Document extract:
────────────────
His images then appeared on all three US "Experience" album covers released during Hendrix's short life – "Are You Experienced?", "Axis Bold As Love", "Electric Ladyland" and the Japanese "Smash Hits"...In the year 2000, Karl's Hampstead Studio 1968 shot of "The Jimi Hendrix Experience" was used as the Cover of the multi disc, purple velvet "Rolls Royce" box set. Ferris went on to create the album cover images for Donovan's "A Gift from a Flower to a Garden" ("Wear Your Love Like Heaven"/"For Little Ones") and the "Hurdy Gurdy Donovan" EP and (again, partnering with The Fool) for The Hollies' Evolution. He was also instrumental in creating their overall looks for the shoots, which then became their recognized public images. During the years 1967–69, Ferris was one of the preferred photographers to the British rock elite, shooting also many publicity photos for them. He was called "The Icon with the Nikon" by the musicians and Press back then. In 1968, Ferris accompanied Donovan on his US tour and was commissioned by Look to shoot a feature article on Donovan, after which he was retained as a 'Stringer' in Europe to shoot images for music articles there. In 1969, Karl's Donovan psychedelic shots were featured in an article in Twen, the famous German art magazine.
────────────────
Translate this sentence from the passage on Ferris's album cover photography into Spanish: "During the years 1967–69, Ferris was one of the preferred photographers to the British rock elite, shooting also many publicity photos for them."

Data provided:
────────────────
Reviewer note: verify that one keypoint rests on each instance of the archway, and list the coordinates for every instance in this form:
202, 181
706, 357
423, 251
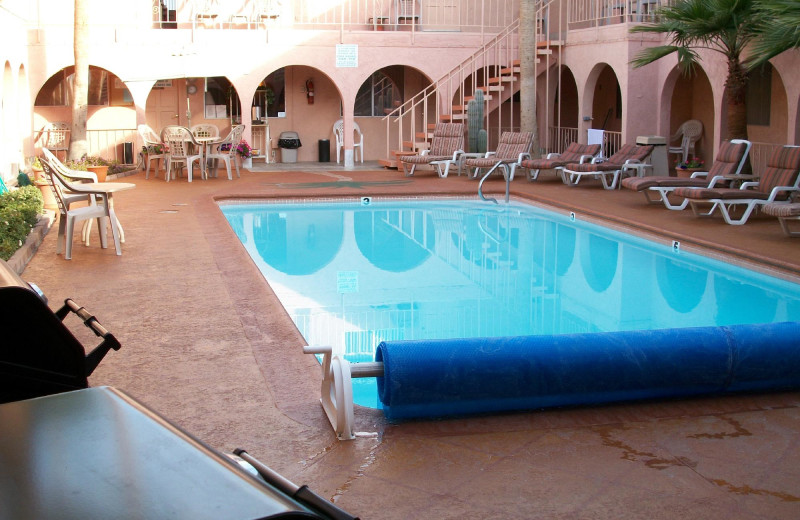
────────────────
Solution to this task: Durante los años 1967–69, Ferris fue uno de los fotógrafos preferidos de la élite del rock británico, y además tomó muchas fotos publicitarias para ellos.